Integration of various components is generally accomplished using microchannels as conduits. These conduits can be formed by a variety of methods, including for example, using sacrificial materials. U.S. Pat. No. 6,610,593 and U.S. Patent Publication Nos. 20040132855 A1 and 20040146803 to Kohl et al. disclose sacrificial polymers and methods of using them to form microfluidic systems. Polycarbonates have been used as a sacrificial material in fabricating nanofluidic devices by electron beam lithography (C. K. Harnett, et al., J Vac. Sci. Technol. B., vol.19(6), 2842, (2001)).
Another form of lithography, imprint lithography, is a rapidly growing area of research in the electronics industry. To imprint a surface, three basic components are needed: (1) a mechanical “stamp” or mold with relief patterns of the desired features, (2) the material to be imprinted, usually a layer of polymer with suitable glass transition temperature (Tg) and molecular weight on an appropriate substrate, and (3) equipment for printing with adequate control of temperature, pressure, and control of parallelism of the stamp and substrate (Sotomayor Torres, C. M., et al., Materials Science & Engineering, C, C23, 23-31 (2003)). In short, the process consists of pressing the stamp into the polymer film using pressures in the range of 5-40 MPa. The polymer film is sometimes heated to aid in the flow of the polymer into the small features of the stamp. The stamp is then detached from the printed substrate after cooling both the stamp and substrate. Combining direct imprinting of sacrificial materials has not been achieved.
Aspects of the disclosure generally provide methods and compositions for fabricating patterned structures, for example microstructures, nanostructures, and combinations thereof. One aspect provides a method for producing a patterned structure comprising disposing a sacrificial material on a substrate in a relief pattern; imprinting the relief pattern to form a second pattern; covering the imprinted relief pattern with a second material; and optionally removing the sacrificial material to form a negative of the second pattern in the second material and a negative of the relief pattern in the second material. Selective removal of the sacrificial material forms an air-gap, chamber, channel, or conduit. Alternatively, the sacrificial material can be imprinted and subsequently a pattern, for example a relief pattern is formed therein.
Another aspect provides a device, for example, a microprocessor chip, microfluidic device, sensor, analytical device, semiconductor, MEMS device, containing microstructures and/or nanostructures. In one aspect, the microstructure includes, but is not limited to, a channel or conduit having a dimension of about 1 to about 250 μm and a nanostructure, for example a post, pillar, channel, conduit, or combinations thereof.

■ Supplied material ■
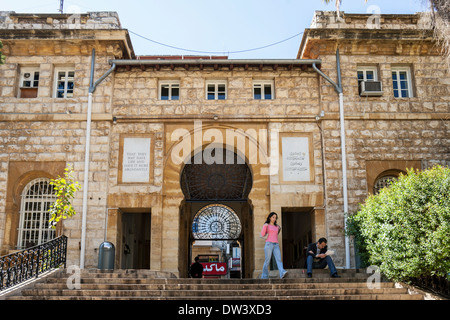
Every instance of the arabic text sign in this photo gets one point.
(214, 268)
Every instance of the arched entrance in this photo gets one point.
(216, 210)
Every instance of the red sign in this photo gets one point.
(214, 268)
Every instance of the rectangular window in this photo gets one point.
(263, 90)
(29, 82)
(64, 82)
(401, 82)
(216, 90)
(169, 90)
(367, 74)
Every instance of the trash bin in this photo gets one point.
(106, 255)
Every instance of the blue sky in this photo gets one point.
(223, 27)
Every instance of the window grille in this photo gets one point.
(383, 182)
(34, 228)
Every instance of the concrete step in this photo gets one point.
(151, 285)
(210, 292)
(209, 286)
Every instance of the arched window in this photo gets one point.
(34, 229)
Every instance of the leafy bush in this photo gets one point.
(405, 228)
(64, 189)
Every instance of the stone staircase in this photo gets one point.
(150, 285)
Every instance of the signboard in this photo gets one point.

■ Exercise prompt ■
Please answer these from the text on sacrificial materials and imprint lithography:
(a) What pressure range is used when pressing the stamp into the polymer film?
(b) What can selective removal of the sacrificial material form?
(c) What dimension range is given for a channel or conduit in the microstructure?

■ Task response ■
(a) 5-40 MPa
(b) An air-gap, chamber, channel, or conduit
(c) About 1 to about 250 μm